TASK DIRECTIONS
Pull out every line in the records below that contains the word "curtain", and copy each of those lines in full.

# Start of DATA RECORDS

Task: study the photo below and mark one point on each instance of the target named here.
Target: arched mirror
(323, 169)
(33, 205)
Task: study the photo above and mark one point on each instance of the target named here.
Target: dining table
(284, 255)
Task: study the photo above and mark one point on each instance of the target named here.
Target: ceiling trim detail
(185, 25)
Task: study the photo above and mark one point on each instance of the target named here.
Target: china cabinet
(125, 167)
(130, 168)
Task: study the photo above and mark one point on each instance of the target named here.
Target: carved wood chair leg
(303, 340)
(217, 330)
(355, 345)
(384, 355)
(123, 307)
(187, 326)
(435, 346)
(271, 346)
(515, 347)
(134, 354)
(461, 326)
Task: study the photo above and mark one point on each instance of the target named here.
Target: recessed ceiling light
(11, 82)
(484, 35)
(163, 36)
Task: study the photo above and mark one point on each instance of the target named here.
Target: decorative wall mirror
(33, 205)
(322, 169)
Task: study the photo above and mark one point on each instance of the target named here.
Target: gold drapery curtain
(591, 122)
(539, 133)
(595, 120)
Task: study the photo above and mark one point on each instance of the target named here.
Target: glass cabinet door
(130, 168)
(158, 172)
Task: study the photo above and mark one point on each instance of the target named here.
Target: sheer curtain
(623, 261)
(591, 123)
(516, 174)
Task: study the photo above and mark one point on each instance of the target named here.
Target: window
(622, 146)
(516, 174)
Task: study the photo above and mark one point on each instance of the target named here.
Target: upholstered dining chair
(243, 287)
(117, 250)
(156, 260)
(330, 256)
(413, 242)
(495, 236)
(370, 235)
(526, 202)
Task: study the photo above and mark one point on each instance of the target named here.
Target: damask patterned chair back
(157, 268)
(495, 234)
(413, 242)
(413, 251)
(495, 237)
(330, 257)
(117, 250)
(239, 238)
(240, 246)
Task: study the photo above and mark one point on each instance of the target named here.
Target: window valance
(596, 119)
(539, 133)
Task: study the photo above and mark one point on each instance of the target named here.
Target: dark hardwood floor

# End of DATA RECORDS

FINISHED ANSWER
Target: gold drapery curtain
Target: sheer curtain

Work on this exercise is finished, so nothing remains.